▸ What needs to be done:
Restate the lines exactly, starting at the line that contains "Target: white chef coat" and finishing with the final line of the records.

(Material for this task begins)

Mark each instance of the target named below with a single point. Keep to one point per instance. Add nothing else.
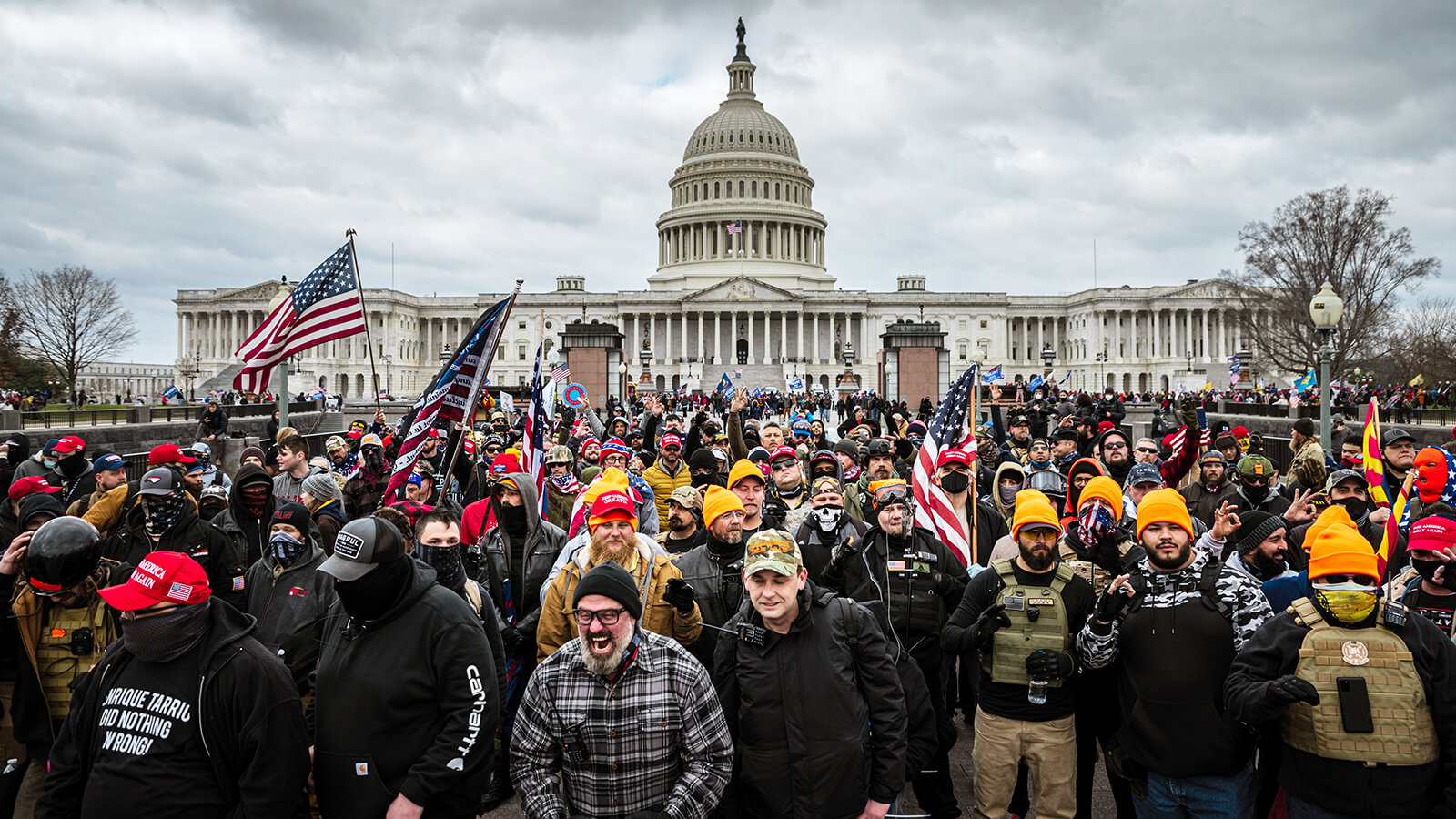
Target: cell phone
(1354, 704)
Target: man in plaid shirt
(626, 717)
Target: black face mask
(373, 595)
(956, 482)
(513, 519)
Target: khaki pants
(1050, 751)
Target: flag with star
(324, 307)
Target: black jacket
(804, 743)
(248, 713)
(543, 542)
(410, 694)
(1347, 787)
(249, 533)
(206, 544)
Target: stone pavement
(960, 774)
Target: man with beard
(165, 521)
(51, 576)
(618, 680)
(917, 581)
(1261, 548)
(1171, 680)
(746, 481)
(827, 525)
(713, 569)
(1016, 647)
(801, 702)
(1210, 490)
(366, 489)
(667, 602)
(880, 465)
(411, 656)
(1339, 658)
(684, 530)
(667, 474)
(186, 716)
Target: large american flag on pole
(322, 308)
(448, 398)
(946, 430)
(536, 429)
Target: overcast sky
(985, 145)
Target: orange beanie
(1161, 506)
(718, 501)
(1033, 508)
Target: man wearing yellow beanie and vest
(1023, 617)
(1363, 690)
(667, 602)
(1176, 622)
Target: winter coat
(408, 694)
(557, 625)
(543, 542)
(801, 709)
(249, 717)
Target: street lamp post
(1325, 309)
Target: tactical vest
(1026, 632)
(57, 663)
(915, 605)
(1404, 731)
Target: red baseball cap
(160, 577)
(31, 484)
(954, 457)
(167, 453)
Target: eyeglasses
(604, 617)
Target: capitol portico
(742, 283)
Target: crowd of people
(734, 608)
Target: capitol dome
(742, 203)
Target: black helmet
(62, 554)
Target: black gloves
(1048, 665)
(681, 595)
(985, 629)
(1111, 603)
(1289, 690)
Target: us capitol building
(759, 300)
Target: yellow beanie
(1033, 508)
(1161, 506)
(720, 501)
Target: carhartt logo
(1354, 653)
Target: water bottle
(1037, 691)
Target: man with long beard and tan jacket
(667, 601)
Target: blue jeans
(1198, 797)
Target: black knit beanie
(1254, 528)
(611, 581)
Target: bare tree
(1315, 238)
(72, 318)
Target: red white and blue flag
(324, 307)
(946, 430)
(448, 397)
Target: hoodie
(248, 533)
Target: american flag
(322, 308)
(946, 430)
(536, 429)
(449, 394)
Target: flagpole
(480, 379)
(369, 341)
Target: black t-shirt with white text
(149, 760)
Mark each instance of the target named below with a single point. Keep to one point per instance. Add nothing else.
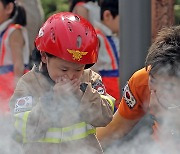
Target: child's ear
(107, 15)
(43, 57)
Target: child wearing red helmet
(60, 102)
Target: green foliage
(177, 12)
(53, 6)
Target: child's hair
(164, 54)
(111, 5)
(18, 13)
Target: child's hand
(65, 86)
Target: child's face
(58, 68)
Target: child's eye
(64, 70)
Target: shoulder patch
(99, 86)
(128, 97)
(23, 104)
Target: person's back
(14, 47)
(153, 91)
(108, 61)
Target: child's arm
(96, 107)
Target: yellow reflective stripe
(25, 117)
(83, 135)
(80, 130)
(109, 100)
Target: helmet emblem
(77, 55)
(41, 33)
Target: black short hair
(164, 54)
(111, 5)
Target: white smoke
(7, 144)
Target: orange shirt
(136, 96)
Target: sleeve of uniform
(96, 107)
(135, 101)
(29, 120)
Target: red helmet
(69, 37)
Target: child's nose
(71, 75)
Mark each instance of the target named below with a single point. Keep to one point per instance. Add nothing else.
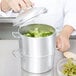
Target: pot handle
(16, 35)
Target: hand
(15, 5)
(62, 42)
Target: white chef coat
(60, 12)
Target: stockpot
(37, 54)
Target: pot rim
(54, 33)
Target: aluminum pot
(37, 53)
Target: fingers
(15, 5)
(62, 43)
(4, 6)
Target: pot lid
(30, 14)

(Material for this task ends)

▸ Exercise output:
Target: white chef coat
(60, 12)
Target: stockpot
(37, 54)
Target: pot rim
(54, 33)
Target: aluminum pot
(37, 53)
Target: fingers
(15, 5)
(62, 43)
(4, 6)
Target: pot lid
(30, 14)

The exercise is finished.